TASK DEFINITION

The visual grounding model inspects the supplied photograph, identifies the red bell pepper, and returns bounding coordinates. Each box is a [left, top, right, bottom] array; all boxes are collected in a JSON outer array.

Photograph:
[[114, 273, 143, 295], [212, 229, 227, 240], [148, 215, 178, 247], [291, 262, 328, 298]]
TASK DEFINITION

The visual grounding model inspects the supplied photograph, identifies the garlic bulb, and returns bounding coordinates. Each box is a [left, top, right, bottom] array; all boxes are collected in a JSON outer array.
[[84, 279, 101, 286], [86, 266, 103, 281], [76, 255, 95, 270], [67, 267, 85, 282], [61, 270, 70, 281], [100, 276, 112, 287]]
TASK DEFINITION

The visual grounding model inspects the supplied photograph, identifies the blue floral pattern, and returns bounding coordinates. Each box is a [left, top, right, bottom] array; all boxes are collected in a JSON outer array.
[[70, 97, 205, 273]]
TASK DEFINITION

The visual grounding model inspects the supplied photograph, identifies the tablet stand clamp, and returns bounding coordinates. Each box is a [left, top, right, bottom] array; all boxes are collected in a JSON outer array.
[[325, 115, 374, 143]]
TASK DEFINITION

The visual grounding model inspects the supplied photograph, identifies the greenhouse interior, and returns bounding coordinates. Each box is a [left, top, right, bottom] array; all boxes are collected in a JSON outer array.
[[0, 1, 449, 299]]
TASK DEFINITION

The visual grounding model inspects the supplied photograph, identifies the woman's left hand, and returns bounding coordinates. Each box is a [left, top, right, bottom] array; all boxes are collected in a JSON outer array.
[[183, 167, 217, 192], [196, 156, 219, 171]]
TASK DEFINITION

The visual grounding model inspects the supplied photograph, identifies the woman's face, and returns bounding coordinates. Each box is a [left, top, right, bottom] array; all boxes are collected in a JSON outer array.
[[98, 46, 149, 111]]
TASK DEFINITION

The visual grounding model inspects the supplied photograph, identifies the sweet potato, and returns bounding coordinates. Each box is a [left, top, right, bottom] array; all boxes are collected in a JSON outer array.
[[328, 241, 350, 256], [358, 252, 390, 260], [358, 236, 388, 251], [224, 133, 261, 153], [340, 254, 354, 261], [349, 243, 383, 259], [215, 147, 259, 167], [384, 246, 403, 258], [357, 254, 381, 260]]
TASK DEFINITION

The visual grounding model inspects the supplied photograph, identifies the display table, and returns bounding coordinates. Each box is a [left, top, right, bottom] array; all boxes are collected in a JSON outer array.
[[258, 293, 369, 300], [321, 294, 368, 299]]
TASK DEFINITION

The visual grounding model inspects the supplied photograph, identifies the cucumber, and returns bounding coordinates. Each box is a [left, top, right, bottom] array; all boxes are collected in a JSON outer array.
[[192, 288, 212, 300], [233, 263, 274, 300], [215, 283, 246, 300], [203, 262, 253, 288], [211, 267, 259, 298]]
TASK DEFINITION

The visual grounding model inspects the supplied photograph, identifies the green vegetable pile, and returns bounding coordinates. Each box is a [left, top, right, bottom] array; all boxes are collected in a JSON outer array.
==*==
> _EXERCISE INSTRUCTIONS_: Every entry should be output exactly as written, please.

> _RESULT_:
TASK DEFINITION

The visual grounding model inspects the supplied photograph, identifies the red bell pepper, and returns bounding coordinates. Each box is a [left, top, right, bottom] array; all boxes are collected in a JSON outer array.

Photograph:
[[114, 273, 143, 295], [212, 229, 227, 240], [148, 215, 178, 247], [291, 262, 328, 298]]
TASK DEFINITION

The visual grounding model inspects the supplied photograph, identifies the garlic bulb, and returns bounding coordinates. Each box is a [left, top, right, bottom] array; all boxes are collected in a JSON outer array.
[[84, 279, 101, 286], [86, 266, 103, 281], [76, 255, 95, 270], [67, 267, 85, 282], [61, 270, 70, 281], [100, 276, 112, 287]]
TASK DEFINITION

The visual grounding model inspects the supplied photograph, identifies the blue floral pattern, and returns bounding coordinates. Each box is a [left, top, right, bottom] array; all boxes are collected in a JSON outer array.
[[70, 97, 205, 273]]
TASK DEFINITION

The visual grounding model inspects the supplied photograph, identifies the tablet stand clamp, and returns bounding coordinates. Each box is a [left, top, right, bottom] array; all boxes are collected in a JSON outer array.
[[325, 115, 374, 143]]
TASK DEFINITION

The visual grounding model inspects the supplied photograph, identifies the greenhouse interior, and returns bounding coordinates. Each box is a [left, top, right, bottom] array; all boxes are collected in a JSON outer array.
[[0, 1, 449, 299]]
TASK DEFINITION

The visual grounding model inspects the supplied photograph, identifies the woman's left hand, and returns bounding coordinates. Each box is a [left, top, right, bottom] array; all boxes are collected in a JSON outer array.
[[183, 167, 217, 192], [196, 156, 219, 171]]
TASK DEFINITION

The visual grounding model inspects the supplied photograph, identifies the woman's face, and returns bounding coordinates. Each box is a [left, top, right, bottom] array; all boxes are collected in a JSON outer array.
[[98, 46, 149, 111]]
TASK DEFINITION

The visual grounding model inspects the supplied photograph, identifies the sweet potato, and returns bounding coordinates. Each box is a [left, top, right, bottom] array; all boxes are collected in a JSON outer array.
[[328, 241, 350, 256], [358, 252, 390, 260], [358, 236, 388, 251], [224, 133, 261, 153], [340, 254, 354, 261], [349, 243, 383, 259], [215, 147, 259, 167], [384, 246, 403, 258], [357, 254, 381, 260]]
TASK DEFINITION

The visual grounding model inspects the supplied photograph, identifies the display table, and returns bounding coordinates. Each box is a [left, top, right, bottom] array; all boxes are collected in a JSON outer array.
[[258, 293, 369, 300], [321, 294, 368, 299]]
TASK DEFINITION

The visual grounding model inspects the supplied photograph, identifies the cucumber, and returns bounding coordinates. Each box is a [left, top, right, bottom] array; all boxes are collected in a JSON outer array.
[[192, 288, 212, 300], [233, 263, 274, 300], [215, 283, 246, 300], [203, 262, 253, 288], [211, 267, 259, 298]]
TASK DEFINITION

The visual grounding model inspects the supplied photograph, identifies the green vegetable pile, and returns bounding coordinates. Each box is a [left, top, right, bottom] array; all boxes are collected in a JSON outer array.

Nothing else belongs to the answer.